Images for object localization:

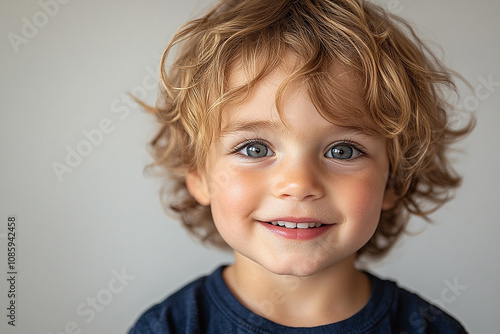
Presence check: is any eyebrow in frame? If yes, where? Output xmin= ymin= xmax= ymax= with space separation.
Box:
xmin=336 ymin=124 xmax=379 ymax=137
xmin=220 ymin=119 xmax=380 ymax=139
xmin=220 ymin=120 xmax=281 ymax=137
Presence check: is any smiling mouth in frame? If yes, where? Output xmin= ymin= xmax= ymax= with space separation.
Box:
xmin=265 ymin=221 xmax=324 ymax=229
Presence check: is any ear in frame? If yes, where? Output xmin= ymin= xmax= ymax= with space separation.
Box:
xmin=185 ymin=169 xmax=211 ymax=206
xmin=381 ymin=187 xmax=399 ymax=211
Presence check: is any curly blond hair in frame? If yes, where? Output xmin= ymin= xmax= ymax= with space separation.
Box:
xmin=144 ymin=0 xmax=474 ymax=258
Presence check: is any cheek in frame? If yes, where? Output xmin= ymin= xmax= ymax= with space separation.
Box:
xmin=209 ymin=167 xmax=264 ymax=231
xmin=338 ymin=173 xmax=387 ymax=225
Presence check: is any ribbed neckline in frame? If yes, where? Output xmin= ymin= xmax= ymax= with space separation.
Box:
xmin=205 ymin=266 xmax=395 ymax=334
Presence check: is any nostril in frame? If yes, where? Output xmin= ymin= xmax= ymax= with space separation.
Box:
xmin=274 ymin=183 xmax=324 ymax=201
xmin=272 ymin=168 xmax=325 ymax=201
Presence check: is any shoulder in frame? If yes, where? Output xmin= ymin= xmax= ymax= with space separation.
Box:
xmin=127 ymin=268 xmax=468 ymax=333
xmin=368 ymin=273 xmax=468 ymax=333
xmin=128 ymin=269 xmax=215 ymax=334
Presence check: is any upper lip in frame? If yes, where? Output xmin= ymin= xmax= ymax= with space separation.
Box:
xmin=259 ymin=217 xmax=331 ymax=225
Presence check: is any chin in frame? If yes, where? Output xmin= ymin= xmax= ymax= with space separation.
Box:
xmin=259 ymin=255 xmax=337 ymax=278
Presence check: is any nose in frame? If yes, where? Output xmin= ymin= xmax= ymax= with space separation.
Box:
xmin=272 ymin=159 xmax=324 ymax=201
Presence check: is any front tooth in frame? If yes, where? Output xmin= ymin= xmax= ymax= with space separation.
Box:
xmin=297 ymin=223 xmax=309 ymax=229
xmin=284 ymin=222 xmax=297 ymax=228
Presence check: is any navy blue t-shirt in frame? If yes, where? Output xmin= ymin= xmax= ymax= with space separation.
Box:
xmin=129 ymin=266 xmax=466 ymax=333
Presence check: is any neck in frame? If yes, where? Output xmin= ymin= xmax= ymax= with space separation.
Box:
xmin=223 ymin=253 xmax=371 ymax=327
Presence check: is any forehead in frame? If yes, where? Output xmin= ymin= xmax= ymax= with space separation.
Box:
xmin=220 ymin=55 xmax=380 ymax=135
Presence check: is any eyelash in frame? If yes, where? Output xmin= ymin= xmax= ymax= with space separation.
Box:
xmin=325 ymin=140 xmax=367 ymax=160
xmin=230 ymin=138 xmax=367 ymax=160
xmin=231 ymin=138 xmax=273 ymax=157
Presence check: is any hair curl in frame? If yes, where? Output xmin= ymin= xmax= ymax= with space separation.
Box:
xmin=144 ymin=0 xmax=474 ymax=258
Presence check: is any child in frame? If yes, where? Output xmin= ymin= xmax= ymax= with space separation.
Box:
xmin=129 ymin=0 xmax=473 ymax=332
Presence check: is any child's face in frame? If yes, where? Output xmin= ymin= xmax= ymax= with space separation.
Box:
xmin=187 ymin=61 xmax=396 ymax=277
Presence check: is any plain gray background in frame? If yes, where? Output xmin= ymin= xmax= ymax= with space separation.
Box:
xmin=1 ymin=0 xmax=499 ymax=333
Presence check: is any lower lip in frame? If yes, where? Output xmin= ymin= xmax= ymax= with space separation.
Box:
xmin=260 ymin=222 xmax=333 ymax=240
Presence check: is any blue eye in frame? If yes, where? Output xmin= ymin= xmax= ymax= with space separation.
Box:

* Exercise prompt:
What you return must match the records letter for letter, except that the pictures stay out.

* Task result:
Presence check: is any eyebrow in frame? If yes, where? Output xmin= ymin= xmax= ymax= with space separation.
Box:
xmin=336 ymin=124 xmax=379 ymax=137
xmin=220 ymin=119 xmax=380 ymax=139
xmin=220 ymin=120 xmax=281 ymax=137
Presence check: is any smiling mouth in frame? If yes, where? Output xmin= ymin= xmax= ymax= with space separation.
Box:
xmin=265 ymin=221 xmax=324 ymax=229
Presence check: is any ear in frame? If yes, where? Output xmin= ymin= xmax= ymax= with space separation.
Box:
xmin=185 ymin=169 xmax=211 ymax=206
xmin=381 ymin=187 xmax=399 ymax=211
Presence check: is any curly blond hair in frame? If yes, where? Output xmin= ymin= xmax= ymax= with space separation.
Box:
xmin=144 ymin=0 xmax=474 ymax=258
Presence check: is any cheek in frame? If yes, where? Output xmin= ymin= xmax= ymax= with space separation.
Box:
xmin=209 ymin=167 xmax=264 ymax=231
xmin=338 ymin=173 xmax=387 ymax=225
Presence check: is any ribbed neckline in frame? If yes, where? Output xmin= ymin= xmax= ymax= with space separation.
Box:
xmin=205 ymin=266 xmax=395 ymax=334
Presence check: is any nostril in frame? If yes, where? Output xmin= ymin= xmax= ymax= with space separation.
Box:
xmin=274 ymin=183 xmax=324 ymax=201
xmin=272 ymin=168 xmax=325 ymax=201
Presence check: is any shoulder in frame? If yes, where? Output xmin= ymin= xmax= ymax= with space separation.
Box:
xmin=127 ymin=268 xmax=468 ymax=333
xmin=368 ymin=273 xmax=468 ymax=333
xmin=128 ymin=269 xmax=215 ymax=334
Presence check: is any upper lip in frame? If yes, where? Output xmin= ymin= xmax= ymax= with space separation.
Box:
xmin=259 ymin=217 xmax=331 ymax=225
Presence check: is any chin in frame? If yes, where? Output xmin= ymin= xmax= ymax= with space separation.
Box:
xmin=259 ymin=255 xmax=337 ymax=278
Presence check: is any nose in frame? If yes, where? Output xmin= ymin= xmax= ymax= with space separation.
Box:
xmin=272 ymin=159 xmax=324 ymax=201
Presence check: is any front tooth in frame? If yes, where? Output xmin= ymin= xmax= ymax= with space separation.
Box:
xmin=297 ymin=223 xmax=309 ymax=229
xmin=284 ymin=222 xmax=297 ymax=228
Presence check: is any navy blue t-shirt in frame? If yes, where? Output xmin= ymin= xmax= ymax= with space separation.
Box:
xmin=129 ymin=266 xmax=466 ymax=333
Presence check: is any neck in frame? If yes, where? Output xmin= ymin= xmax= ymax= with space separation.
Box:
xmin=223 ymin=253 xmax=371 ymax=327
Presence check: is any forehead in frame? If yes, where? Output xmin= ymin= xmax= ymax= with space separation.
Box:
xmin=220 ymin=55 xmax=380 ymax=135
Presence check: is any eyelash in frame? If yes, where? Output xmin= ymin= xmax= ymax= with space separation.
Box:
xmin=325 ymin=140 xmax=367 ymax=160
xmin=230 ymin=138 xmax=367 ymax=160
xmin=231 ymin=138 xmax=273 ymax=157
Presence check: is any hair curl in frame? If yes, where? Output xmin= ymin= xmax= ymax= with space separation.
Box:
xmin=144 ymin=0 xmax=474 ymax=258
Presence check: is any child in frame? If yes, where? Output xmin= ymin= xmax= ymax= with space separation.
Box:
xmin=129 ymin=0 xmax=473 ymax=332
Presence check: is any child's face in frame? If yes, where? Output xmin= ymin= xmax= ymax= with space separation.
Box:
xmin=187 ymin=61 xmax=396 ymax=277
Presence check: is any plain gray background in frame? If yes, where? Output xmin= ymin= xmax= ymax= with space separation.
Box:
xmin=1 ymin=0 xmax=499 ymax=333
Presence check: is any lower lip in frame? If yes, where? Output xmin= ymin= xmax= ymax= with space separation.
Box:
xmin=260 ymin=222 xmax=333 ymax=240
Presence check: is any blue eye in frame? If yes, where? Output xmin= ymin= xmax= ymax= with space separation.
Box:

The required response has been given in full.